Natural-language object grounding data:
━━━━━━━━━━

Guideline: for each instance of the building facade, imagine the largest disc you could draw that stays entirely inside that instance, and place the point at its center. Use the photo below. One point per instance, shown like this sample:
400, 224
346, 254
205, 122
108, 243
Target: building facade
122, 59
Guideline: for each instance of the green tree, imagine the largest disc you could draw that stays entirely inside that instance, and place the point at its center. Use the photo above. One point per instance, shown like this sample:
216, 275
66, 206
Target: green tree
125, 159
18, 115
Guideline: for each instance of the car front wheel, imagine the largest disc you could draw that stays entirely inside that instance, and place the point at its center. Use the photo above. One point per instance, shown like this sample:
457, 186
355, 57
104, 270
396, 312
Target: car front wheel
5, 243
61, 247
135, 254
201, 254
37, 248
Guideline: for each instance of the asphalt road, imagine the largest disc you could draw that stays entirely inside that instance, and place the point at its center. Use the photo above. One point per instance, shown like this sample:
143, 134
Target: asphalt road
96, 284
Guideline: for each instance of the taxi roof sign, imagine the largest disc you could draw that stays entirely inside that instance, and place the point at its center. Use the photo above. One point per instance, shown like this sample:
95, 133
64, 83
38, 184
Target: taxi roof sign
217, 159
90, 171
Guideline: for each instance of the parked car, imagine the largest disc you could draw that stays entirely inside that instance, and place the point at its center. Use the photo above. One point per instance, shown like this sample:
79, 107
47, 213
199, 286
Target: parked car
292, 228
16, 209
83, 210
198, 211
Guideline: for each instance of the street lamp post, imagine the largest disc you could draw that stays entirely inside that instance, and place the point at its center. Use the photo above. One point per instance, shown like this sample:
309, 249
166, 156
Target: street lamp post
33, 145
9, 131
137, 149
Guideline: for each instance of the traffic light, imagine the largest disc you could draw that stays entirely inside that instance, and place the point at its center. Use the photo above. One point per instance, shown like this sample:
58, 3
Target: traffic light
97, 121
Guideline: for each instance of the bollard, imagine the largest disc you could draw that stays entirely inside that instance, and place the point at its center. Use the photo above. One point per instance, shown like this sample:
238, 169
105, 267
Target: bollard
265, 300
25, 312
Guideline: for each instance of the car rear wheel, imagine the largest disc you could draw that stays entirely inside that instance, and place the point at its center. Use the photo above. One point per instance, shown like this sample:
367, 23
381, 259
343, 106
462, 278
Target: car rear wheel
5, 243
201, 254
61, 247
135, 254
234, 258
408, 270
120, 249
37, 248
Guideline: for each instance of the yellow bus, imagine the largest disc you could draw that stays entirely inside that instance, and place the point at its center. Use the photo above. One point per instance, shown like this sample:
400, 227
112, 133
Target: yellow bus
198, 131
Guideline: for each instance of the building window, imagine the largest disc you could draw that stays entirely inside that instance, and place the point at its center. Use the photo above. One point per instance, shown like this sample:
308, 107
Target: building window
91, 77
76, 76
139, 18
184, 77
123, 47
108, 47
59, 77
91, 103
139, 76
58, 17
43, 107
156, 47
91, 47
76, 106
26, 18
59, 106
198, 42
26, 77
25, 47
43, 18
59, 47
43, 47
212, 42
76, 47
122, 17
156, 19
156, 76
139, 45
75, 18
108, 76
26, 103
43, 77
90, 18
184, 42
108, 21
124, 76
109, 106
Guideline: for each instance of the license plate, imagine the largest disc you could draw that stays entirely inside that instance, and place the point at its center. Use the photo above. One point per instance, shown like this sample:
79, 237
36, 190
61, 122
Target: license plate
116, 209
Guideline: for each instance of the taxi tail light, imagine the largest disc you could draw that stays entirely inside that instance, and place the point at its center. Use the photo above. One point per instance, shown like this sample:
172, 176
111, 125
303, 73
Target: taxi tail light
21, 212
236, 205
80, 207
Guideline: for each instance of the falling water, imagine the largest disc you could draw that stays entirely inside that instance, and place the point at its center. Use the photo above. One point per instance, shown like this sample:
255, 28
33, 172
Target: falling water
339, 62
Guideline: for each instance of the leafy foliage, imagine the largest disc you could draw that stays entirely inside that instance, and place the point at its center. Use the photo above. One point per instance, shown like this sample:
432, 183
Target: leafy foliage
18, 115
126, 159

━━━━━━━━━━

Output each line of the records above exactly.

** Result of this exercise **
Guideline: for each instance of the building facade, imagine the largest disc you could draw that stays entirely inside that instance, and place the point at its center. Use the photo below. One point per instance, shown like this sample:
400, 224
346, 254
205, 122
108, 243
Target: building facade
122, 59
Guideline: for each instance of the green tree, imagine the largest disc you could draw that stays entirely inside that instance, and place the point at its center. Use the photo above. One point per instance, shown like this sample:
216, 275
66, 206
Target: green tree
125, 159
18, 115
Guideline: for each instance of the car front wheel, imagine the largest disc you could draw that stays entirely inside that instance, and place the point at its center. Use the photo above. One point per instance, shown like this sample:
457, 186
355, 57
104, 270
396, 312
Target: car front wheel
5, 243
61, 247
135, 254
201, 254
37, 248
Guideline: for each instance of the asphalt road, imagine the largest disc you could draw that stays entirely inside that instance, and place the point at its center. Use the photo above. One point per instance, shown like this sample:
143, 134
Target: asphalt road
96, 284
Guideline: for each instance of the taxi roof sign, imagine the largest disc you could draw that stays entirely inside that instance, and place the point at its center. Use the photo above. One point per instance, shown like this sample:
95, 133
64, 83
38, 184
Target: taxi roof sign
217, 159
90, 171
Guideline: for each instance of the parked car, imagine the largest disc you could draw that stays entirely inside that instance, and place the point at its center. Use the photo above. One point per instance, shown like this sample:
79, 107
47, 213
199, 286
Target: parked car
292, 228
16, 209
83, 210
198, 211
Guideline: for each instance of the street lamp post, imagine the largest disc you could draw that stays entirely inside that instance, and place the point at its center. Use the photo above. One point per instance, shown like this sample:
309, 249
166, 156
Target: street lamp post
33, 145
9, 131
137, 149
Guideline: for each instance of the traffic light, imagine the largest disc you could draw that stays entirely inside that instance, and place the point at its center. Use the photo above. One point per instance, shown like this sample:
58, 3
Target: traffic light
97, 121
Guideline: for each instance of the bollard, imagine the largest disc you could draw that stays entirely inside that instance, and place the point at its center. Use the photo above. One point per instance, shown like this sample:
238, 169
105, 267
Target: bollard
265, 300
25, 312
Guideline: for each instance of the car rear wheel, imagine the largest disc you could draw that stays entirely inside that instance, and place the point at its center. Use the photo above. One point per instance, shown like this sample:
367, 23
381, 259
343, 106
462, 278
Target: car rear wheel
5, 243
201, 254
61, 247
135, 254
234, 258
408, 270
120, 249
37, 248
Guideline: for each instance of the yellow bus, imagine the largest disc you could draw that stays entirely inside that instance, and place the point at its center. Use the photo above. One point per instance, shown like this sample:
400, 227
112, 133
Target: yellow bus
198, 131
Guideline: for each instance of the building window, imagine the largest disc you could draw that stays entirely inside that instance, and place the point at its center. Use the photo above. One point per instance, shown like this sample:
308, 107
Target: building window
91, 77
76, 76
139, 18
184, 77
123, 47
108, 47
59, 77
91, 103
139, 76
58, 17
43, 107
156, 47
91, 47
76, 106
26, 18
59, 106
198, 42
26, 77
25, 47
43, 18
59, 47
43, 47
212, 42
76, 47
122, 17
156, 19
156, 76
139, 45
75, 18
108, 76
26, 103
43, 77
90, 18
184, 42
108, 21
124, 76
109, 106
Guideline: for each instance of the license plate, imagine the largest disc you could draw that stays entirely inside that instance, and place the point at its center. Use the photo above. One point per instance, shown like this sample:
79, 237
36, 190
61, 122
Target: license plate
116, 209
Guideline: for each instance of the taxi tail light, imagine the largest disc you could draw that stays entirely inside that instance, and place the point at its center. Use the photo above. One point per instance, shown like this sample:
172, 176
111, 125
303, 73
Target: taxi tail light
21, 212
236, 205
80, 207
Guideline: for each instance of the falling water, imagine the largest disc you could draw that stays entirely inside that instance, and place the point at its center. Use the photo above. One point per instance, shown like this sample:
255, 28
33, 172
Target: falling water
339, 62
Guideline: for each instance of the leafy foliage, imagine the largest disc you could draw that stays entirely inside that instance, and place the point at its center. Use the photo above. One point per instance, shown like this sample:
432, 183
Target: leafy foliage
18, 115
126, 159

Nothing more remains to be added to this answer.